[Saved entries]:
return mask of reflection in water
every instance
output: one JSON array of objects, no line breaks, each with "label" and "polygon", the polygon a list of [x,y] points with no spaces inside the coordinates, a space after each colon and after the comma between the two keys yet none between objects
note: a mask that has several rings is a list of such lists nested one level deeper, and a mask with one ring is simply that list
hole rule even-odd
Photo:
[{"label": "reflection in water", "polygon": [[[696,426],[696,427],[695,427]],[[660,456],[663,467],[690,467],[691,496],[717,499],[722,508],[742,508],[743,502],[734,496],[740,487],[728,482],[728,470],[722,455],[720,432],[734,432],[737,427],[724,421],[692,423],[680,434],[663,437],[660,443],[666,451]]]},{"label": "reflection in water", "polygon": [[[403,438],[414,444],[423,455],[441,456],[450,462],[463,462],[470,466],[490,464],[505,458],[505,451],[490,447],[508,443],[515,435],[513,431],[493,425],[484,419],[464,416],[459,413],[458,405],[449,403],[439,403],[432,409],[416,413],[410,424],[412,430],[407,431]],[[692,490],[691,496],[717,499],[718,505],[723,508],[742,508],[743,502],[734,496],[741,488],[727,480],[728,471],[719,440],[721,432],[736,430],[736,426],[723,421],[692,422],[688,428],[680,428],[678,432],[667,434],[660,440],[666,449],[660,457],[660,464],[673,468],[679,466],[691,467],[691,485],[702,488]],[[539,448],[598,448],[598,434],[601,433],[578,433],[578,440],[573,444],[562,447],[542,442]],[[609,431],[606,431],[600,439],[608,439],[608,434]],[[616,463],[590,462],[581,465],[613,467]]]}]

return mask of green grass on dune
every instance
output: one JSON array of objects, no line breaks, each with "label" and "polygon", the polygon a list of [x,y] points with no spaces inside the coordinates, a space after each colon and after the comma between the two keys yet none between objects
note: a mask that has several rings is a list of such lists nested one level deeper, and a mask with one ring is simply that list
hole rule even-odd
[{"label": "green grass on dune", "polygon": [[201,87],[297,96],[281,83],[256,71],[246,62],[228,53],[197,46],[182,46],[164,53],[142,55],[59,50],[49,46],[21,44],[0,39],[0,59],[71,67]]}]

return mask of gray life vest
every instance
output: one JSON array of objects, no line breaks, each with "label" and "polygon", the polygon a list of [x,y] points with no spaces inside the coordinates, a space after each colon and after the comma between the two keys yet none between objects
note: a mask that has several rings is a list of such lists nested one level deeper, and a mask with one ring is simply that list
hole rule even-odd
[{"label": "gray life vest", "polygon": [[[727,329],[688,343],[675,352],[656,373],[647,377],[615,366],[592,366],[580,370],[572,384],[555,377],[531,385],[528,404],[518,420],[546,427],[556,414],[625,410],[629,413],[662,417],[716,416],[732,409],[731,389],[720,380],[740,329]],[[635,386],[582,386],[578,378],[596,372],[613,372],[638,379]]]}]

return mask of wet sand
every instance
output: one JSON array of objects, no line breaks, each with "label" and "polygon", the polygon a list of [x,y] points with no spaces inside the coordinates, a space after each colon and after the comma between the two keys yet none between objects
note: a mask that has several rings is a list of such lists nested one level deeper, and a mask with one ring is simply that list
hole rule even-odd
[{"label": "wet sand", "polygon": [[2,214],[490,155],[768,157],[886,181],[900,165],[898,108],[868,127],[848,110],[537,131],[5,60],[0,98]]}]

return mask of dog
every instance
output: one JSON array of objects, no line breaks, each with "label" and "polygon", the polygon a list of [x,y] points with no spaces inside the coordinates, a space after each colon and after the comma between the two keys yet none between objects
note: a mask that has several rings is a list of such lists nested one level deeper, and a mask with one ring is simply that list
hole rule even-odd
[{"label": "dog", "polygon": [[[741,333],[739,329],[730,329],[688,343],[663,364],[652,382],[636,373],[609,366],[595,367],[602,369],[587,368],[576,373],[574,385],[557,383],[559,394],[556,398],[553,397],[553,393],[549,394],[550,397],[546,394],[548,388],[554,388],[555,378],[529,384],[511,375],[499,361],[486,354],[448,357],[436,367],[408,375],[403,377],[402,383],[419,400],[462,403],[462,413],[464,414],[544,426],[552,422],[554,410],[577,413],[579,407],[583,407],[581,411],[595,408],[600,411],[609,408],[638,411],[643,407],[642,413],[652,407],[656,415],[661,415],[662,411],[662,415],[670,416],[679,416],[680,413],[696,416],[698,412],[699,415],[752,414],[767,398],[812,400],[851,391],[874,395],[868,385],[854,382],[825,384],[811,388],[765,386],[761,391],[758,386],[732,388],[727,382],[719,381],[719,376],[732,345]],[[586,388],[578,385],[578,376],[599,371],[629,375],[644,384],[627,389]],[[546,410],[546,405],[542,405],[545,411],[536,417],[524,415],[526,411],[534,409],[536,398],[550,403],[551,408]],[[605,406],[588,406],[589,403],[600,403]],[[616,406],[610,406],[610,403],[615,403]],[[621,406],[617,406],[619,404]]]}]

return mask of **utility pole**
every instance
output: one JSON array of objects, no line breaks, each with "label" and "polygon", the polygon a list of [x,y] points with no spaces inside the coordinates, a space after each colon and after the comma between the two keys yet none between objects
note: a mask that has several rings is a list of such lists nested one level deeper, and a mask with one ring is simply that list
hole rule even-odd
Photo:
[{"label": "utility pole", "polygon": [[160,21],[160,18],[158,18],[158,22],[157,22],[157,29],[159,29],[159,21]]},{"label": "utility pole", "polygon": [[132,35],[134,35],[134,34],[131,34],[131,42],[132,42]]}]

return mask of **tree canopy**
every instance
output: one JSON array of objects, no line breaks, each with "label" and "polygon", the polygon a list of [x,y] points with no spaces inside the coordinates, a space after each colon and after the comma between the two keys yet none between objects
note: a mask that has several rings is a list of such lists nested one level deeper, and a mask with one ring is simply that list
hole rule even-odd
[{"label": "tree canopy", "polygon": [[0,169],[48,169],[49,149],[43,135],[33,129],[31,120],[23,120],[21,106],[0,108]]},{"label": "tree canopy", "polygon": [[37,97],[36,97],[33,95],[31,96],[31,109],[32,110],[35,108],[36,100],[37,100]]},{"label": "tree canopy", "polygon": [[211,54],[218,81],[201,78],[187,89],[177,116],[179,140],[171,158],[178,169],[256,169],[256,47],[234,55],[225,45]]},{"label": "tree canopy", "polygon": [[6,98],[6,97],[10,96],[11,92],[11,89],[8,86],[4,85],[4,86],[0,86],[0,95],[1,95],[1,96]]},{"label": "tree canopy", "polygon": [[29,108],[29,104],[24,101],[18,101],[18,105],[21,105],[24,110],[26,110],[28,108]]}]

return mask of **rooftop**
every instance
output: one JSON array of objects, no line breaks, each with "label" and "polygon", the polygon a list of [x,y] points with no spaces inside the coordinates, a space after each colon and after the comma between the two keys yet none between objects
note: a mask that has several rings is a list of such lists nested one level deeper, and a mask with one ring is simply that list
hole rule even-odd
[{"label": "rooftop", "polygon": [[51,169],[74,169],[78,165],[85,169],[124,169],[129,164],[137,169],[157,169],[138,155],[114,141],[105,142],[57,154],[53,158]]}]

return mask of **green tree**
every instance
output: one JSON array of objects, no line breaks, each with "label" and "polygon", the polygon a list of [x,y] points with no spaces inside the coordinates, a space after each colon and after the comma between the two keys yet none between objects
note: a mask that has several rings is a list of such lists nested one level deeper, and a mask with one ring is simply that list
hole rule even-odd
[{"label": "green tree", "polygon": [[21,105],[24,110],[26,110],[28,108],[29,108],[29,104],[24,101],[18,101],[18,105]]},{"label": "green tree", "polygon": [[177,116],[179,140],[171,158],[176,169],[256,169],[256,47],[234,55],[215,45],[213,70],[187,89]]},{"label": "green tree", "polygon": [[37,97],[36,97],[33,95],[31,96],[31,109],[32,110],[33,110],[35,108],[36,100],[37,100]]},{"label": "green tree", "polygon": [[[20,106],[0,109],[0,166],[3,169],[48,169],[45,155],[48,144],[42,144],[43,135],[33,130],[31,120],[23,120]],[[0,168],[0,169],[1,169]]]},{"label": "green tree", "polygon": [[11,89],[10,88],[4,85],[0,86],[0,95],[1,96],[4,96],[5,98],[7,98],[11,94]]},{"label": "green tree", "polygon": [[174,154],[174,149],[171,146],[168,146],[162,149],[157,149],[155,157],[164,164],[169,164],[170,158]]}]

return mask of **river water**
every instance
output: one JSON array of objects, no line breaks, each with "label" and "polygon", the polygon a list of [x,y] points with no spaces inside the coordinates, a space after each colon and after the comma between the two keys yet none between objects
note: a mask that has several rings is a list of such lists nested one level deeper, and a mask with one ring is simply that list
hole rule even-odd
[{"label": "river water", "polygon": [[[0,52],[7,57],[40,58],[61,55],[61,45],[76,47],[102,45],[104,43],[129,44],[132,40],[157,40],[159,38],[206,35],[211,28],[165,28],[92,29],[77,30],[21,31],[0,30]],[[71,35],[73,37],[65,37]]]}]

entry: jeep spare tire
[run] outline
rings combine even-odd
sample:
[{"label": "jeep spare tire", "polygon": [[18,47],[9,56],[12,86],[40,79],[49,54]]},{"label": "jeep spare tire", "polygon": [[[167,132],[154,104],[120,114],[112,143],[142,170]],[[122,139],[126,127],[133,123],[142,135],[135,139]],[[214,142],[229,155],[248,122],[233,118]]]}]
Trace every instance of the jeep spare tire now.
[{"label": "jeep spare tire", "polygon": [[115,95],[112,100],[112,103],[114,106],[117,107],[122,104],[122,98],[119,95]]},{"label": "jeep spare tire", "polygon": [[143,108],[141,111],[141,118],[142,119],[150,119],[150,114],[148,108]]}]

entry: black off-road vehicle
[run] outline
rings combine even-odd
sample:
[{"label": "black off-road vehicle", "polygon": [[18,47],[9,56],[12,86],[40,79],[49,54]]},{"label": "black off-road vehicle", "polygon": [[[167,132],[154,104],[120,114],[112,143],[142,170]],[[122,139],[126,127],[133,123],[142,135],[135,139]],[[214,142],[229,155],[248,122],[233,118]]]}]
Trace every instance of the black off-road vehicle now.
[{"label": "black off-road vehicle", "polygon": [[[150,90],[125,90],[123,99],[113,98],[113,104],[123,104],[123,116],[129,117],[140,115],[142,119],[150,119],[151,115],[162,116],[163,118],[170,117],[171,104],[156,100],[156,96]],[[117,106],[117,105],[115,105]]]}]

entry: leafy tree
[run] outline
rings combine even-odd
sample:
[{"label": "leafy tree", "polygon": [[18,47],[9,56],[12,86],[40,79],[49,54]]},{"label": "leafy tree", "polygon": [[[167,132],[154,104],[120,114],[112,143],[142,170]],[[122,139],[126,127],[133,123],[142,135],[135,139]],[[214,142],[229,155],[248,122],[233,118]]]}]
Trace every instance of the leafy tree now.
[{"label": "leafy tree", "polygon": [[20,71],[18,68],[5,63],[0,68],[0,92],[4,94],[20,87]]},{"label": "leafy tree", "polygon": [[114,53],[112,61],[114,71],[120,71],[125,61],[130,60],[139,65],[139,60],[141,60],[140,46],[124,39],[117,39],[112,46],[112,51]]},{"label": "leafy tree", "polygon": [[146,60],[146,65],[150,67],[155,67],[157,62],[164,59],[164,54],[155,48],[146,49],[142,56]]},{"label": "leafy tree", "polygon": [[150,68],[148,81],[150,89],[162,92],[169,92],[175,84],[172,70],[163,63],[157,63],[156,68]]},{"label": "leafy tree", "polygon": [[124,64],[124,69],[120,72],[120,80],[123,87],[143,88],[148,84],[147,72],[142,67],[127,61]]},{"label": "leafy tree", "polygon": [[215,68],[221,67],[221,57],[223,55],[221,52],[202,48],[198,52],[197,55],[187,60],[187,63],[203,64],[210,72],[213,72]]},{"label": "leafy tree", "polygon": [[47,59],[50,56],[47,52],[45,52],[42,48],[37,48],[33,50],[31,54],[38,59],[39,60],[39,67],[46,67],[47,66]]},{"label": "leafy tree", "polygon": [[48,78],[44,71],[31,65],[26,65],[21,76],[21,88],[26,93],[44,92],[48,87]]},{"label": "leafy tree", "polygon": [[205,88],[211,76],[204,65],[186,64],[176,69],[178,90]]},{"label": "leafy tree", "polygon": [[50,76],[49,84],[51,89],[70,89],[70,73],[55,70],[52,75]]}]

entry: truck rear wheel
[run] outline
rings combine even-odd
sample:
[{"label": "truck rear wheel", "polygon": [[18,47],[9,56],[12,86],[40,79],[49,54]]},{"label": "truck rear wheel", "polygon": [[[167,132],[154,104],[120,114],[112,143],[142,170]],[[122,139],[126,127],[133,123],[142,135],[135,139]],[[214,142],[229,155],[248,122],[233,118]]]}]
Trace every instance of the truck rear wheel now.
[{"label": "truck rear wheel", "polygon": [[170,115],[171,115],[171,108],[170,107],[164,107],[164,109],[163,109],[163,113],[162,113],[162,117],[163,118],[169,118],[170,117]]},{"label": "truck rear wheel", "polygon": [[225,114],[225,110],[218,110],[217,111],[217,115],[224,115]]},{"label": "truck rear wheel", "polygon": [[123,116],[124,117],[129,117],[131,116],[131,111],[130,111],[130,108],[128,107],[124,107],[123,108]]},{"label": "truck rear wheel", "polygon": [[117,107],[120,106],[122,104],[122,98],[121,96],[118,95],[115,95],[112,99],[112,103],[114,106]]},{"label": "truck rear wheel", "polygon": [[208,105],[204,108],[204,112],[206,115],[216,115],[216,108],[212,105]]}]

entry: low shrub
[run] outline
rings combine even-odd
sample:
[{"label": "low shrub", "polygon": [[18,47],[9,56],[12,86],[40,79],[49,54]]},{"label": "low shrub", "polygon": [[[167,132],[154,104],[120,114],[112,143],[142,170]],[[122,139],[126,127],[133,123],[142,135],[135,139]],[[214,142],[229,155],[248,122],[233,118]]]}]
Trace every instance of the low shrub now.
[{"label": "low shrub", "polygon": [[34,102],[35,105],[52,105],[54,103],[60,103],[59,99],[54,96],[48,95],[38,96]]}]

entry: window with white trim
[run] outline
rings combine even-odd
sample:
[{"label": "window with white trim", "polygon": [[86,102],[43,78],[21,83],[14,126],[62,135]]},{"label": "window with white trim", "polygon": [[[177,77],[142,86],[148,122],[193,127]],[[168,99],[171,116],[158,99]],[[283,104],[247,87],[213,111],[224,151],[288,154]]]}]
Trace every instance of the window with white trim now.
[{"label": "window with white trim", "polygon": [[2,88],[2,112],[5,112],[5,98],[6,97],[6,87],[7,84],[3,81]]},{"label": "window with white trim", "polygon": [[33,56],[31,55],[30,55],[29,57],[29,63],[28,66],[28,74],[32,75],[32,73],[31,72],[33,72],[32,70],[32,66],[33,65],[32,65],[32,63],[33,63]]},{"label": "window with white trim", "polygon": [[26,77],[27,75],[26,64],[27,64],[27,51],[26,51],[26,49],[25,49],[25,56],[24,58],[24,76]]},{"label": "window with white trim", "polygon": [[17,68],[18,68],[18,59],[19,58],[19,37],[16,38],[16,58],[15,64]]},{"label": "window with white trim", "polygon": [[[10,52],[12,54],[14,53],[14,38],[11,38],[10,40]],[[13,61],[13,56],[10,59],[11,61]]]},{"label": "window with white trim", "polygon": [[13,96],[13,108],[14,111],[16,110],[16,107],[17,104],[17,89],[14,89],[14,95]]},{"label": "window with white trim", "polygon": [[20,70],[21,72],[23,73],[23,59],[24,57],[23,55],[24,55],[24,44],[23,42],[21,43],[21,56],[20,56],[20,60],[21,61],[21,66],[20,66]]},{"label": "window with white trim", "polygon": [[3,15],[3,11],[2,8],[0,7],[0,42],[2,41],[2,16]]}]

[Problem to work on]: Please pull out every line of the material above that contains the string "return", matching case exactly.

[Solution to this problem]:
return mask of reflection in water
return mask of green grass on dune
return mask of gray life vest
return mask of wet sand
return mask of dog
return mask of **utility pole**
return mask of **tree canopy**
return mask of **rooftop**
return mask of **green tree**
return mask of **river water**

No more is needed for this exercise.